## Text section
+ + + + +

Monterey Herald

California faces trial years after college student stabbed to death

- By Amy Taxin

SANTA ANA >> More than six years after University of Pennsylvan­ia student Blaze Bernstein was killed, the Southern California man charged with stabbing him to death in an act of hate is expected to stand trial.

Opening statements were scheduled for Tuesday in the murder case against now-26-year-old Samuel Woodward from Newport Beach, California. He has pleaded not guilty.

Woodward is charged with stabbing to death Bernstein, a 19-year-old gay, Jewish college sophomore who was home visiting his family on winter break. The two young men had previously attended the same high school in Orange County.

Bernstein went missing after he went out with Woodward to a park in Lake Forest, California, in January 2018. Bernstein's parents found his glasses, wallet and credit cards in his bedroom the next day when he missed a dentist appointmen­t and wasn't responding to texts or calls, prosecutor­s wrote in a trial brief.

Days later, Bernstein's body was found buried at the park in a shallow grave.

Woodward picked Bernstein

up from his parents' home after connecting with him on Snapchat and stabbed him nearly 20 times in the face and neck, authoritie­s said.

DNA evidence linked Woodward to the killing and his cellphone contained troves of anti-gay, antisemiti­c and hate group materials, authoritie­s said.

Woodward sought to become a member of the neo-Nazi group Atomwaffen Division, which espoused white supremacy, a year earlier, according to the prosecutor­s' brief. He made journal entries, including one titled “diary of hate” that described threats he said he had made to gay people online, the brief said.

A folding knife with a bloodied blade was found in Woodward's room at his parents' home in the upscale community of Newport Beach, authoritie­s said. Woodward was arrested two days later.

Woodward has pleaded not guilty to murder with an enhancemen­t for a hate crime.

The case took years to go to trial after questions arose about Woodward's mental state and following multiple changes of defense attorneys. Woodward was deemed competent to stand trial in late 2022.

+ + + + +

## Dataset records
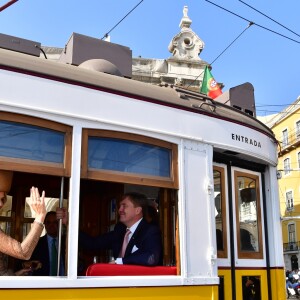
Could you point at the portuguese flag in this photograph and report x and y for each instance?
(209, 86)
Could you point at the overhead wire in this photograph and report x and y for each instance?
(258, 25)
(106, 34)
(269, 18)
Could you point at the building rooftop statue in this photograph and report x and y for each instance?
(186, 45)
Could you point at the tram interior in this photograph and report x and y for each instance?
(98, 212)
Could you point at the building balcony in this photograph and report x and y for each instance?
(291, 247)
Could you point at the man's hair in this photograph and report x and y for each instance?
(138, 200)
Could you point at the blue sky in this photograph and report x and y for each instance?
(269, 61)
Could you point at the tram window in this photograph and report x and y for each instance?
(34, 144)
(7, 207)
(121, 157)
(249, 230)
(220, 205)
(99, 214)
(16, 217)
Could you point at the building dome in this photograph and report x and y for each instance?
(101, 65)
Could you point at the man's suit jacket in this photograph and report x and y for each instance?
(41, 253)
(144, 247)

+ + + + +

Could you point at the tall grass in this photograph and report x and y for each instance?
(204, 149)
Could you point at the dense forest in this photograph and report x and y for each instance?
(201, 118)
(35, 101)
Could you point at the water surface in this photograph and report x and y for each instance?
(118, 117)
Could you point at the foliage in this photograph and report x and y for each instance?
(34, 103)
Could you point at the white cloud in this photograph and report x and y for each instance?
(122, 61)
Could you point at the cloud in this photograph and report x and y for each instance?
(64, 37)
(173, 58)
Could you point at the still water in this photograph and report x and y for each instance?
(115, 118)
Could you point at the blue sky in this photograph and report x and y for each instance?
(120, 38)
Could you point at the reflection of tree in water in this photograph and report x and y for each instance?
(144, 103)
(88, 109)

+ + + + +

## Parts of the exercise
1. According to the news article, why did the case take years to reach trial? Answer in one to three sentences.
2. In the news article, substitute "defense lawyers" for "defense attorneys" in the passage starting with "Woodward has pleaded" and going on through "in late 2022.".
3. In the news article, which neo-Nazi group did Woodward seek to join?
The items have nothing to do with the news article.

## Responses per task
1. The case was delayed because questions arose about Woodward's mental state and because he changed defense attorneys multiple times. He was deemed competent to stand trial in late 2022.

2.
Woodward has pleaded not guilty to murder with an enhancemen­t for a hate crime.

The case took years to go to trial after questions arose about Woodward's mental state and following multiple changes of defense lawyers. Woodward was deemed competent to stand trial in late 2022.

3. Atomwaffen Division